## Given text
1246. Palindrome Removal


Problem Description

The problem gives us an integer array arr and asks us to remove palindromic subarrays using as few moves as possible. A subarray is palindromic if it reads the same backward as forward, for example [1, 2, 2, 1]. Each time you remove such a subarray, the remaining parts of the array close in to fill the gap. The task is to determine the minimum number of these moves required to remove all elements from the array.

Intuition

The intuition behind the solution is grounded in dynamic programming. We understand that trying all possible subarrays and checking if they are palindromic would be inefficient. Therefore, to optimize our approach, we can break down the problem:

  1. We can start by understanding that if a single element is always a palindrome, thus it can be removed in one move.
  2. For two elements, they can be removed in one move if they are the same or two moves if they are different, which can be the basis for our dynamic programming transition.

## Extracted data
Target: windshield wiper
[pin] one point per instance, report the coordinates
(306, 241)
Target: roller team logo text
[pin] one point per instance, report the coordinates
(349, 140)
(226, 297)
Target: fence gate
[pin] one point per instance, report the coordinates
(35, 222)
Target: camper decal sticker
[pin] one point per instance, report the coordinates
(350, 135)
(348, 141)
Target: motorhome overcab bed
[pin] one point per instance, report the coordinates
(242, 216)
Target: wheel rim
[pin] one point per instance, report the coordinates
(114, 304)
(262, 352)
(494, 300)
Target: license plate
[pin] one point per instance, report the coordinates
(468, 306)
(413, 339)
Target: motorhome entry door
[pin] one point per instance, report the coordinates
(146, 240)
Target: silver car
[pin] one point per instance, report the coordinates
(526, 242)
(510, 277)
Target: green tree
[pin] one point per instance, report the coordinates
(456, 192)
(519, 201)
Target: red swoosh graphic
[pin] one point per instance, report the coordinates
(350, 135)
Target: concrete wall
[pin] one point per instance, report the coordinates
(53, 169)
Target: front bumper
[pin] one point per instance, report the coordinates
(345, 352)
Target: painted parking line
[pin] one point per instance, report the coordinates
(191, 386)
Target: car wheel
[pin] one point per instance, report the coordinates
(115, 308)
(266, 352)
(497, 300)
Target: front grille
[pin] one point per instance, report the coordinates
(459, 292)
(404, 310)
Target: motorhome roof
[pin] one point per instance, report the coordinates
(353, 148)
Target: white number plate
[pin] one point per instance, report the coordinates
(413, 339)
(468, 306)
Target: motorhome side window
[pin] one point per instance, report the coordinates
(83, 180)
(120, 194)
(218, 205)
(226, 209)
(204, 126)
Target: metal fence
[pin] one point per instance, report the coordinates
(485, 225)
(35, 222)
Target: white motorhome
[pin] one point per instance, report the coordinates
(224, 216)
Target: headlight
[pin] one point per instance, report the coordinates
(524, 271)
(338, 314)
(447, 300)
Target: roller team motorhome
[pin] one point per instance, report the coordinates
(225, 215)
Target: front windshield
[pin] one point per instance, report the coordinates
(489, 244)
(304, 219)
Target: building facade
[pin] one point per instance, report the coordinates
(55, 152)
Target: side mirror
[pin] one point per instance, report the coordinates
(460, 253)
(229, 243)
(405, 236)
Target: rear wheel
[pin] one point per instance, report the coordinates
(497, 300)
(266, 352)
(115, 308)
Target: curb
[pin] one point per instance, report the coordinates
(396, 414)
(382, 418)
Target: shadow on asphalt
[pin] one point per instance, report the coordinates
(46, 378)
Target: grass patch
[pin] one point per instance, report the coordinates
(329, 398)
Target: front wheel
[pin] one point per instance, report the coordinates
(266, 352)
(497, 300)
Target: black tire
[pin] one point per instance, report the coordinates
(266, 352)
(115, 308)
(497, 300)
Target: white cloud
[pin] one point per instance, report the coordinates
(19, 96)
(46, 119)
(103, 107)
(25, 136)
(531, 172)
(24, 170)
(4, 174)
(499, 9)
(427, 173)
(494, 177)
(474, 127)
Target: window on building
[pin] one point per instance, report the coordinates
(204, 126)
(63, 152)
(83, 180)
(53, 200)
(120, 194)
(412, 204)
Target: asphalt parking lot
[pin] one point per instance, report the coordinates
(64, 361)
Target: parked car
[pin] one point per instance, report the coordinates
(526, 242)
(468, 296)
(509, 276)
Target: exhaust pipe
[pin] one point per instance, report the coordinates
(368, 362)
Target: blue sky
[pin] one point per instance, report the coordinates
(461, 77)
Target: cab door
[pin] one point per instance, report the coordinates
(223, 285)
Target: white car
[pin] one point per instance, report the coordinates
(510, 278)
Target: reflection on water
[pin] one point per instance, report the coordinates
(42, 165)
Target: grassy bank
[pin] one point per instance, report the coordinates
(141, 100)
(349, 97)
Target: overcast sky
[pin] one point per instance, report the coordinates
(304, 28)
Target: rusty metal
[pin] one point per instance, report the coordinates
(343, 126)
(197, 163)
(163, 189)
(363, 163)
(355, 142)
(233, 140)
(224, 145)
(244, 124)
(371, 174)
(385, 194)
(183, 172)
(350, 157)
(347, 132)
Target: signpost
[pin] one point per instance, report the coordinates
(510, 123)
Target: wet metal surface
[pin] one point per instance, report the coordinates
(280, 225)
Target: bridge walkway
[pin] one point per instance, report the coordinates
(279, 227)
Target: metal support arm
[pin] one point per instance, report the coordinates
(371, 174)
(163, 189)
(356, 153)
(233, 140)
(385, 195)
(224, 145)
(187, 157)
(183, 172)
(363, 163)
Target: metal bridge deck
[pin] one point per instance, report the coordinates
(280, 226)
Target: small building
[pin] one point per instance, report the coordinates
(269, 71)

## Short exercise 1
According to the palindrome removal page, how many moves does it take to remove two elements that are different?
## Short exercise 2
Write out the palindrome removal page word for word, beginning at the words "1246. Palindrome Removal" and stopping after "from the array.".
These records come from a separate source.

## Worked solution 1
Two moves.

## Worked solution 2
1246. Palindrome Removal


Problem Description

The problem gives us an integer array arr and asks us to remove palindromic subarrays using as few moves as possible. A subarray is palindromic if it reads the same backward as forward, for example [1, 2, 2, 1]. Each time you remove such a subarray, the remaining parts of the array close in to fill the gap. The task is to determine the minimum number of these moves required to remove all elements from the array.